Exercise aim: Shift every answer point by adding 40 to both of its coordinates, and write out all the lines from the one containing "this sample: (58,306)." through the last line, leaving every other part of them unchanged.
— Start Exercise inputs —
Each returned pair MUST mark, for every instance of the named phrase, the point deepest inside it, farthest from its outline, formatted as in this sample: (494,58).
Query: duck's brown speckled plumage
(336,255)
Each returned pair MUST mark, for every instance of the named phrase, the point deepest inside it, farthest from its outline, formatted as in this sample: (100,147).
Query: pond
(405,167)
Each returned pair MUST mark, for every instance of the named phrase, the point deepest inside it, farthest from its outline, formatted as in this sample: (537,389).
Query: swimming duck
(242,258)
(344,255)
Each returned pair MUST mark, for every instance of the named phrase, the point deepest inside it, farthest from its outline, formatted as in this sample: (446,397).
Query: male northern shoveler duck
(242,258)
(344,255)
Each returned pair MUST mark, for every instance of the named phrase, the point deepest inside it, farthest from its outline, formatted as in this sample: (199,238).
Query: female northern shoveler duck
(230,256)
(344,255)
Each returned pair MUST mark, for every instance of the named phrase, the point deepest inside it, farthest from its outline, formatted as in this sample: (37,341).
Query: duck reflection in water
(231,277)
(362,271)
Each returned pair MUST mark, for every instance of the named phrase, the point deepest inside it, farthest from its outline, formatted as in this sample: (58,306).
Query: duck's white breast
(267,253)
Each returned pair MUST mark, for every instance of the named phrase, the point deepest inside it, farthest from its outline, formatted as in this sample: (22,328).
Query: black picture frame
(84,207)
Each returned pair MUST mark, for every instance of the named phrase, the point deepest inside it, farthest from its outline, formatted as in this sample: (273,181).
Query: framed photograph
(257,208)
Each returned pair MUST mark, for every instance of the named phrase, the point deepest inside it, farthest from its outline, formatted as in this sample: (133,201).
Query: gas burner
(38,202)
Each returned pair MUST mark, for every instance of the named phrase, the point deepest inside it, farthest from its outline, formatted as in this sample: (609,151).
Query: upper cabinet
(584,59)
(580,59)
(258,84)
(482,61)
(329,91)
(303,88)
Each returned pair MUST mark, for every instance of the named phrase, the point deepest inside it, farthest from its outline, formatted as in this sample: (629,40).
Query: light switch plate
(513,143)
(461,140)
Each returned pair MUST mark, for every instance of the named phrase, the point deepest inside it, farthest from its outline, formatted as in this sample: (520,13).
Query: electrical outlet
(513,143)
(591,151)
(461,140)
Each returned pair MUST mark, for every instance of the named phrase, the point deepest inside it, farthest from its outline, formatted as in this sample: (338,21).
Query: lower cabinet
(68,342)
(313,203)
— End Exercise inputs —
The output:
Each returned pair MUST mark, for every instance of the named phrase, the point deepest inside it, farthest from its outline, formatted as in this sample: (58,306).
Query: duck's white breast
(307,293)
Each returned pair MUST mark, for every instance of the named phrase, the point deepest inside it, farthest from its outline, formatted as in this sample: (22,328).
Query: black picture frame
(124,247)
Each returned pair MUST mark, for every instance of the named phrase, the point deepest inside it, farthest from its outline, formatted as in this sample: (273,181).
Query: framed photograph
(297,248)
Each returned pair MUST mark, for every instance of the named phrase, the point deepest inside it, farthest from its outline, formatted as in this sample: (133,201).
Query: gas burner
(78,242)
Each returned pair MUST mark, for every instance of the named phrase, the point deepest inside it, farthest from its outline, formatted as in this sample: (609,151).
Query: upper cabinet
(624,99)
(620,99)
(298,124)
(522,101)
(369,131)
(343,128)
Each returned pair MUST mark, for every instance of the named phrase, the point deepest inside it, farthest from its outline, formatted as in this sample: (629,40).
Query: light switch plate
(553,183)
(501,180)
Each returned pair MUST mark, for every instance of the named phrase, the point deepest inside it, farthest from its outline, formatted as in this sample: (520,13).
Query: electrical outlet
(553,183)
(631,191)
(501,180)
Each returned pair MUST mark, for every instance of the named phrase, the point deepest inside it, farthest from its outline, formatted as in this sample: (338,21).
Query: lower cabinet
(108,382)
(353,243)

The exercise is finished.